(Stored items from a collection)
----

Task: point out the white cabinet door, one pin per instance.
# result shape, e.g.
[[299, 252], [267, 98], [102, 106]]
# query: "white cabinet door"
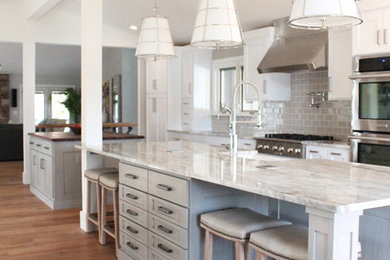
[[368, 37], [188, 72], [314, 152], [156, 115], [46, 173], [34, 168], [340, 64]]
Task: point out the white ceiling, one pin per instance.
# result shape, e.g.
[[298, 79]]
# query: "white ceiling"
[[120, 14]]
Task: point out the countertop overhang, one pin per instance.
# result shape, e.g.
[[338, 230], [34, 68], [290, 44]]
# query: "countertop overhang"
[[69, 136], [328, 185]]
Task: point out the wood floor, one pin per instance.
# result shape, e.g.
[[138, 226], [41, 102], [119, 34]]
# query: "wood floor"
[[31, 230]]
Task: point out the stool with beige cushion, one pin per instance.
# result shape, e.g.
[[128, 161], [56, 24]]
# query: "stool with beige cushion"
[[109, 182], [234, 225], [282, 243], [92, 176]]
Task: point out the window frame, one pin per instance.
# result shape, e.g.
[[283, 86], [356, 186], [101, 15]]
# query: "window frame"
[[47, 91]]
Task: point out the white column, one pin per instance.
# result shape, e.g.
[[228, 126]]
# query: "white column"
[[28, 103], [333, 236], [91, 91]]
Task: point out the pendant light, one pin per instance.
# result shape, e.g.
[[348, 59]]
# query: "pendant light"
[[155, 40], [324, 15], [216, 25]]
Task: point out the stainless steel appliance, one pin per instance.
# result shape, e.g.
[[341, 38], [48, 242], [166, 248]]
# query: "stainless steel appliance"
[[290, 145], [371, 94], [371, 148]]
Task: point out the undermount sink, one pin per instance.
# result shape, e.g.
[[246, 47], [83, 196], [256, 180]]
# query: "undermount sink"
[[249, 154]]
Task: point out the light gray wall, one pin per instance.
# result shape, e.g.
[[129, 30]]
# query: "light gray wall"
[[129, 87]]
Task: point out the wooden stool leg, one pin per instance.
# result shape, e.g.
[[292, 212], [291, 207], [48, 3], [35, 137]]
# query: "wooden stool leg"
[[116, 218], [240, 250], [208, 246], [103, 217], [260, 256]]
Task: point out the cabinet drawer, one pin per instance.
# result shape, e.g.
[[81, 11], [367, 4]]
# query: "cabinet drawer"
[[338, 155], [133, 213], [173, 213], [41, 146], [132, 247], [166, 248], [134, 230], [133, 176], [133, 196], [169, 188], [173, 233]]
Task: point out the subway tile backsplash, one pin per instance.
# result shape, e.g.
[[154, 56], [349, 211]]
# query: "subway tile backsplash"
[[296, 116]]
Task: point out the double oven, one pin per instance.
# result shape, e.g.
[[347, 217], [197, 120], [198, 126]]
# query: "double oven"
[[370, 142]]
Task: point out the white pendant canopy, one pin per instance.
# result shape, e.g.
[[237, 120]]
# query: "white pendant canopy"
[[216, 25], [324, 14], [155, 39]]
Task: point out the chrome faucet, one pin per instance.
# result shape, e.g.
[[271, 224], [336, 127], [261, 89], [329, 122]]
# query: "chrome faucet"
[[233, 114]]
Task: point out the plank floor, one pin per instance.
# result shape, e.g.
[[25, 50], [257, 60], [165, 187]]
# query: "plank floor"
[[31, 230]]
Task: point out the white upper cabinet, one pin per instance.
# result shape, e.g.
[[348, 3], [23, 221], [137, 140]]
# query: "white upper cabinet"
[[273, 86], [340, 64], [372, 36]]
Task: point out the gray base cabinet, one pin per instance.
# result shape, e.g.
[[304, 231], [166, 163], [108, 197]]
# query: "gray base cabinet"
[[56, 173], [159, 215]]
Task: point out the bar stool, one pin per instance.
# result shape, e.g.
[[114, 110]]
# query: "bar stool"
[[109, 182], [234, 225], [92, 176], [282, 243]]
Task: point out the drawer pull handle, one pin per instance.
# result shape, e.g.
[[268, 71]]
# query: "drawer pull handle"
[[131, 196], [131, 176], [164, 229], [132, 230], [132, 246], [165, 210], [164, 187], [133, 213], [165, 249]]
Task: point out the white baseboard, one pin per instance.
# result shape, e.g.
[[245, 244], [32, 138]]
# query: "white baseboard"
[[26, 178]]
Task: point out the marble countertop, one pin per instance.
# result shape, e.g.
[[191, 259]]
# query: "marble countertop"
[[328, 185], [69, 136]]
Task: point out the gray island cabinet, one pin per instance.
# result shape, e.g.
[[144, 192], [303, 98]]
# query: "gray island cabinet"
[[166, 186], [55, 167]]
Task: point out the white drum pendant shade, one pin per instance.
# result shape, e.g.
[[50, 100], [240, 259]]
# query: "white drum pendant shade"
[[155, 40], [216, 25], [324, 14]]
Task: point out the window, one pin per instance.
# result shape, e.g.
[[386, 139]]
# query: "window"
[[48, 104], [227, 74]]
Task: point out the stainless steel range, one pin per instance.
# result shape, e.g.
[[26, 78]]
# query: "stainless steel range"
[[290, 145]]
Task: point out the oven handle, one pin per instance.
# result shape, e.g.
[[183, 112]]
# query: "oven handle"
[[364, 76]]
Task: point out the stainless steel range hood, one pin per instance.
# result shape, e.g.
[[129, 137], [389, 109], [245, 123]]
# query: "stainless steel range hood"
[[295, 49]]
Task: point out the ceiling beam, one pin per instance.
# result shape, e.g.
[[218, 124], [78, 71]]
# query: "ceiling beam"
[[37, 8]]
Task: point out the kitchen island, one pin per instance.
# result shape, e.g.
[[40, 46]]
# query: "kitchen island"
[[55, 166], [334, 194]]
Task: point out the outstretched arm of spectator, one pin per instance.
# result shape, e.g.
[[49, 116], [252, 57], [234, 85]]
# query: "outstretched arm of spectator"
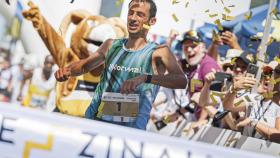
[[271, 133], [204, 98], [50, 37], [230, 99], [84, 65], [172, 36], [231, 40]]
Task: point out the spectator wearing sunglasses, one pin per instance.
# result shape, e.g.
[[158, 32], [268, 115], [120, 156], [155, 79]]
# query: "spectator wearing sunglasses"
[[228, 63], [263, 119], [236, 98]]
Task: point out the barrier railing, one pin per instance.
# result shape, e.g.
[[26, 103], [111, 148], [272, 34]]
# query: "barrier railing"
[[26, 133]]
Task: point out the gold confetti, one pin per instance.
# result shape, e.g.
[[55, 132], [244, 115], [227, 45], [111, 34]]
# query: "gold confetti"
[[215, 36], [271, 40], [277, 59], [187, 4], [146, 26], [248, 16], [166, 119], [175, 17], [227, 17], [119, 2], [274, 11], [218, 23], [213, 15], [227, 10], [175, 2]]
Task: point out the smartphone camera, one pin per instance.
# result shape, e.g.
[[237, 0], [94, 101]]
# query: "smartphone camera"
[[160, 124], [252, 70], [221, 79]]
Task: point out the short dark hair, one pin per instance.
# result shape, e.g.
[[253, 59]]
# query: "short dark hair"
[[153, 7]]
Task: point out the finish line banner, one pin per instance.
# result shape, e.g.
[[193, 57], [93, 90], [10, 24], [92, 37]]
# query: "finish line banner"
[[26, 133]]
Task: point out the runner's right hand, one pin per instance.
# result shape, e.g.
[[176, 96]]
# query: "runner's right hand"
[[62, 74], [33, 14]]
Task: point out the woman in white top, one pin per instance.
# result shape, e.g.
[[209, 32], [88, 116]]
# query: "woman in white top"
[[263, 119]]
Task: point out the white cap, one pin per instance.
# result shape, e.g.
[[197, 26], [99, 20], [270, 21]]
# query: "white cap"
[[231, 53], [102, 32], [273, 64]]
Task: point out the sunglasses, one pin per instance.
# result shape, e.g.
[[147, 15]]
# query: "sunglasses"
[[227, 66], [267, 71]]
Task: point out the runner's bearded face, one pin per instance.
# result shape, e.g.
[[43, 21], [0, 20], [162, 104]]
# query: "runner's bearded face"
[[194, 52], [138, 15]]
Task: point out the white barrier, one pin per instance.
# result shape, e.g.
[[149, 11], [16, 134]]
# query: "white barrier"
[[229, 138], [26, 133]]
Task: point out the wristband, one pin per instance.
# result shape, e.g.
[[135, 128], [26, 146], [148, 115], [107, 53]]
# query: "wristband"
[[180, 113], [148, 79], [253, 123]]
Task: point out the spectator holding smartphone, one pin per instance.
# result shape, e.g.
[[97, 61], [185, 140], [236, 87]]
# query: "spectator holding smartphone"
[[263, 119]]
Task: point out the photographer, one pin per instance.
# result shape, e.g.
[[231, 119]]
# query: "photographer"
[[225, 37], [263, 119]]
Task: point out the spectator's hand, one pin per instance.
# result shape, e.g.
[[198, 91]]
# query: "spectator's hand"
[[171, 117], [243, 83], [19, 98], [62, 74], [244, 123], [33, 14], [230, 39], [216, 39], [173, 34], [210, 77], [129, 86]]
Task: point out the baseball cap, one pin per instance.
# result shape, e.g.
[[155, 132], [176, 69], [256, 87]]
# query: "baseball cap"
[[247, 57], [192, 35]]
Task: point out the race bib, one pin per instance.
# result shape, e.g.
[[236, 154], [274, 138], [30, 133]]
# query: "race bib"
[[117, 104]]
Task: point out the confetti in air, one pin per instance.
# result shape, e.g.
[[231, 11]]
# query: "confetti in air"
[[175, 18]]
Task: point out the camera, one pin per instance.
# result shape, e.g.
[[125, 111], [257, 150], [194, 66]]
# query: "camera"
[[252, 70], [220, 79], [160, 124]]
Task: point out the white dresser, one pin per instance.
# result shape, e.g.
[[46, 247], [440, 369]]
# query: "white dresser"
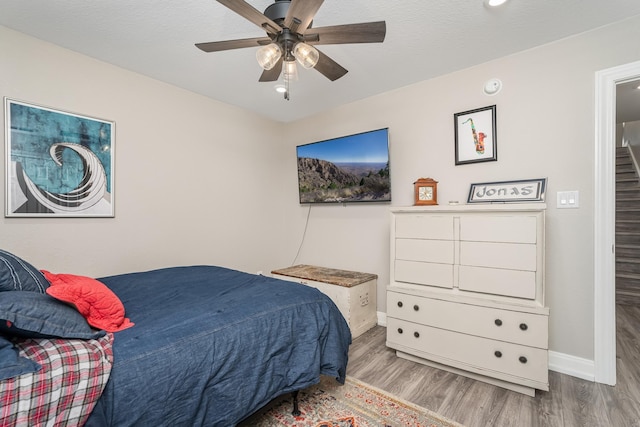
[[354, 293], [467, 292]]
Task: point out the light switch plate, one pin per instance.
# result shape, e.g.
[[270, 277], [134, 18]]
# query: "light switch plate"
[[568, 200]]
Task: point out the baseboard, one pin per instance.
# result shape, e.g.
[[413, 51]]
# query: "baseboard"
[[558, 362]]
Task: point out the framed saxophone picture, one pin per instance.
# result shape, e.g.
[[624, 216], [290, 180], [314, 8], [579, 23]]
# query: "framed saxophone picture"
[[58, 164], [475, 136]]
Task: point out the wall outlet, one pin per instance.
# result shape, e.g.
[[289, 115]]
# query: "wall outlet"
[[568, 199]]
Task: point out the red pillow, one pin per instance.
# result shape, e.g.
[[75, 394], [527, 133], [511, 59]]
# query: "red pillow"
[[97, 303]]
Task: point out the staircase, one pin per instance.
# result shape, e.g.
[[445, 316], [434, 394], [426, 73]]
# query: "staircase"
[[627, 229]]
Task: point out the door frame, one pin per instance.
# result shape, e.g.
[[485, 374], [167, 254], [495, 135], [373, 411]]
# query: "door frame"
[[604, 219]]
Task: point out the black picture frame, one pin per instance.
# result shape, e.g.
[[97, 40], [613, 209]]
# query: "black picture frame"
[[475, 136]]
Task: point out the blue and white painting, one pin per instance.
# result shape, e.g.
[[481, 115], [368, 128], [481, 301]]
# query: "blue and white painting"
[[58, 163]]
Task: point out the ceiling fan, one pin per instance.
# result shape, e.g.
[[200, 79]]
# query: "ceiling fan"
[[290, 38]]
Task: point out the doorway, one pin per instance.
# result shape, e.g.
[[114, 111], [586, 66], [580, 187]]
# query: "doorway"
[[604, 219]]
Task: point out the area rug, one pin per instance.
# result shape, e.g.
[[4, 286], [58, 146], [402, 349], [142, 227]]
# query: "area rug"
[[354, 404]]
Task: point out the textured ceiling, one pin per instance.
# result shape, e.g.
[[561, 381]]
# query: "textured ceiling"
[[424, 39]]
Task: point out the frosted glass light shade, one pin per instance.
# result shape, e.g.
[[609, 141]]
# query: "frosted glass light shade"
[[268, 56], [306, 55]]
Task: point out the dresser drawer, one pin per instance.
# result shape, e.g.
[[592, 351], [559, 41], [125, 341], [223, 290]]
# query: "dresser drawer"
[[512, 256], [469, 352], [499, 228], [417, 226], [505, 325], [424, 273]]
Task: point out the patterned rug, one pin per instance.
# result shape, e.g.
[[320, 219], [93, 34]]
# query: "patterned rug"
[[355, 404]]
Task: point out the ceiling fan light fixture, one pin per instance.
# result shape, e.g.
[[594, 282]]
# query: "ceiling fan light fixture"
[[269, 55], [306, 55], [289, 70]]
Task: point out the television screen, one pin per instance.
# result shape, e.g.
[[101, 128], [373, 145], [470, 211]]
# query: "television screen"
[[353, 168]]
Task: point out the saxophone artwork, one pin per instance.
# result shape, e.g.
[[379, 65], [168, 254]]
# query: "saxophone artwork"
[[478, 137]]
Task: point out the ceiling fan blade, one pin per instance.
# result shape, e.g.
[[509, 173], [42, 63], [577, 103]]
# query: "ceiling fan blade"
[[249, 12], [300, 14], [367, 32], [233, 44], [272, 74], [329, 68]]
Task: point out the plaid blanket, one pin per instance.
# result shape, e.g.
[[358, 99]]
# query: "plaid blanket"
[[65, 390]]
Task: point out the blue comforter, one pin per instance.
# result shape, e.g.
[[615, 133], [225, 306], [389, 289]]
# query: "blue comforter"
[[211, 345]]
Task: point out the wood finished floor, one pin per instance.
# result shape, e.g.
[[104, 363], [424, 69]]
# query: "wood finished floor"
[[570, 402]]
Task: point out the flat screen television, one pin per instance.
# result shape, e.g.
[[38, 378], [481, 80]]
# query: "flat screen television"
[[352, 168]]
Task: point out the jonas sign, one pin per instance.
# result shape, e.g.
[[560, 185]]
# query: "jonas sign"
[[529, 190]]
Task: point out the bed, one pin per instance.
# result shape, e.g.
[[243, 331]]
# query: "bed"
[[207, 346]]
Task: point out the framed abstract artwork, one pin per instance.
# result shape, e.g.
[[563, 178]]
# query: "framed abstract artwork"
[[58, 164], [525, 190], [475, 135]]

----

Skip every picture and return the lines above from the top through the one that contains "[[298, 79]]".

• TASK OUTPUT
Task: point out the white cabinet door, one pin per instance.
# result shape, e.g.
[[299, 252], [267, 98], [102, 106]]
# query: "white cabinet door"
[[368, 37], [188, 72], [314, 152], [156, 115], [46, 173], [34, 168], [340, 64]]
Task: point out the white ceiling, one pin per instance.
# result shape, e.g.
[[298, 79]]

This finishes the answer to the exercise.